* [Raw data]:
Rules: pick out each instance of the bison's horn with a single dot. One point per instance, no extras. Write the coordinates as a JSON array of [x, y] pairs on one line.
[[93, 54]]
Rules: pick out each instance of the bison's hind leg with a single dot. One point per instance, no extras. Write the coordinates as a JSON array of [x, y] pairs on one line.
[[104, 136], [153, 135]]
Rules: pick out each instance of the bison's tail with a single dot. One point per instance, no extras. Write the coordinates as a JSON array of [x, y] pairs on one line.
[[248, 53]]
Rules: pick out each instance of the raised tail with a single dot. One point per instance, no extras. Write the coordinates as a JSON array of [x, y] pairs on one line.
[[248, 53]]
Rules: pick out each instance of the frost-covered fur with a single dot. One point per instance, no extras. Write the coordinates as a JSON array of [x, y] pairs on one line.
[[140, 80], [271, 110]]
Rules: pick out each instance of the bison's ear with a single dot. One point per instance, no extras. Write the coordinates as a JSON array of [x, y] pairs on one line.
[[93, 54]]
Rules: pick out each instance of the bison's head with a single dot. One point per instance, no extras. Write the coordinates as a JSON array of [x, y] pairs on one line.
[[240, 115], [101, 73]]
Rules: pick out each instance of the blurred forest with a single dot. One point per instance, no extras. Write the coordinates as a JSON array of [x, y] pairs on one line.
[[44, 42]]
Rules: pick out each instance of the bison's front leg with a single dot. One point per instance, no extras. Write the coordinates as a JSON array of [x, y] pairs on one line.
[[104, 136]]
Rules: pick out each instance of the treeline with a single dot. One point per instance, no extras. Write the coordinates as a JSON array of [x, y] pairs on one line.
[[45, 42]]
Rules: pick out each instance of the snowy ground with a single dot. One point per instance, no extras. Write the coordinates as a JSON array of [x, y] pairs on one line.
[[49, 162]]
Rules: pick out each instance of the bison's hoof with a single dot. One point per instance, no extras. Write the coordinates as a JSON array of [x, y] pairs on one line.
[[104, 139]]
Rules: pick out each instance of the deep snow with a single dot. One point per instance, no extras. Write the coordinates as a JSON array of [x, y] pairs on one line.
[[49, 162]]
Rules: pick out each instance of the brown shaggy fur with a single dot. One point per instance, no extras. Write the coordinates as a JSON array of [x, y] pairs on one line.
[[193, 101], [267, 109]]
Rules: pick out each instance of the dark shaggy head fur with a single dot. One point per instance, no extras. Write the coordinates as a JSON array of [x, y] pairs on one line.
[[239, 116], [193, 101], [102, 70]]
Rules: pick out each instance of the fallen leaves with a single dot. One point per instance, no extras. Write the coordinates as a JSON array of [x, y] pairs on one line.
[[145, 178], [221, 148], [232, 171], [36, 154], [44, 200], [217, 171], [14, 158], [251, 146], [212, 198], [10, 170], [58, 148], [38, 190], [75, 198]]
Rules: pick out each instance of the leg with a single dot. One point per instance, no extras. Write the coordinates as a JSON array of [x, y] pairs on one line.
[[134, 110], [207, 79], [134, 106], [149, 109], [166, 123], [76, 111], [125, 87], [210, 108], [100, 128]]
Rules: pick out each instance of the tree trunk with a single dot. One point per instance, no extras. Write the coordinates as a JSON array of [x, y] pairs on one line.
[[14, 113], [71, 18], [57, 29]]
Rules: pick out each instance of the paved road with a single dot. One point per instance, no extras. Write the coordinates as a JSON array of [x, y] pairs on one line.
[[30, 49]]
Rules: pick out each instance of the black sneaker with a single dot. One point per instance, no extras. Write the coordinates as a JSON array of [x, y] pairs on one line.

* [Problem requirements]: Using the material above, print every entry exactly as written.

* [Task response]:
Rules: pick out each instance of the bison's horn with a single dot. One point per instance, no extras. Write the coordinates as a JSON array of [x, y] pairs on one line.
[[93, 54]]
Rules: pick out each instance of the bison's hind leg with a single dot. One point per instance, no extras. Write the coordinates as a JSON array of [x, y] pairs on one line.
[[104, 136], [153, 135]]
Rules: pick out each instance of the bison's tail with a single dot. One point per instance, no extras. Write the coordinates as a JSON array of [x, y] pairs on one line.
[[248, 53]]
Rules: pick out each instance of the raised tail with a single dot. One point per instance, no extras. Write the coordinates as a JSON array of [x, y] pairs on one line.
[[248, 53]]
Rules: pick out each instance of the frost-covered fur with a single dot. One point per instance, no extras. Write the coordinates as a JSON array of [x, y] pairs on one line.
[[140, 80], [271, 110]]
Rules: pick out each instance of the bison's ear with a single dot. One point per instance, no extras. Write the coordinates as a JSON array of [x, y] pairs on one line.
[[93, 54]]
Rules: pick out each instance of the bison's head with a single dot. One point per instance, no extras. Write the coordinates as a JSON array of [x, y] pairs on one line.
[[240, 115], [101, 73]]
Rules: pick out each instance of the blurred forest with a single dot. One point per instance, no extras. Write the coordinates as a JSON array of [x, y] pairs on one line.
[[44, 42]]
Rules: pick out each instance of the bison's front leg with a single dot. One point per instance, no extras. Write the coordinates as a JSON array of [x, y] pairs on one line.
[[104, 136]]
Rules: pick out each instance of the treeline with a single dot. One point per instance, no extras. Write the coordinates as a JSON array of [x, y] pairs on one line.
[[45, 42]]
Rules: pick out each instance of the snowy ground with a single dot. One point per instance, no extras. Write the coordinates as a JSON array of [x, y] pairs on one line.
[[49, 162]]
Rules: pick out each instance of the bison's hoof with a single dot. One point per instance, no extras. Write the coordinates as a JSON array of [x, y] pairs on one line.
[[104, 139]]
Rules: pick out each instance of the deep snow with a single dot. One point per instance, no extras. Write the coordinates as a JSON array of [x, y] pairs on one line.
[[49, 162]]
Rules: pick out each instance of the brown shaggy fur with a single dot. One point per instance, no extras. Write the coordinates as a JSON array of [x, y] pairs on one line.
[[193, 101], [267, 109]]
Rules: pick out each instance of the dark shaggy head fur with a single dot. One point per instance, no extras. Write the coordinates as a JSON array of [x, y] pairs on one line.
[[239, 116], [193, 101], [102, 70]]
Rules: pick out each instance of the fallen leaves with a single dot. One point per instance, no extras. Write the coordinates as a JSON array of [x, y] pairs on one line.
[[145, 178], [221, 148], [232, 171], [36, 154], [44, 200], [217, 171], [14, 158], [251, 146], [212, 198], [10, 170], [58, 148], [38, 190], [75, 198]]
Rules: pick out each instance of the leg with a single dot. One point per instance, no extras. Write the coordinates as a JSON array of [x, y] pairs on one line.
[[134, 110], [207, 79], [134, 106], [149, 109], [166, 123], [76, 111], [125, 87], [210, 108], [100, 128]]
Rules: pick out each instance of the tree trunk with a single dot. One point per instance, no extras. Write the coordinates as a JSON array of [x, y] pairs on one line.
[[14, 113], [71, 18], [57, 29]]
Rules: pick out each instance of the paved road with a single dot. One point per instance, no extras. Write the coordinates as a JSON array of [x, y] pairs on one line.
[[30, 49]]
Rules: pick out each instance of the black sneaker with a single dot. One point per instance, no extras. Write the coordinates as a JSON array of [x, y] pairs on one line.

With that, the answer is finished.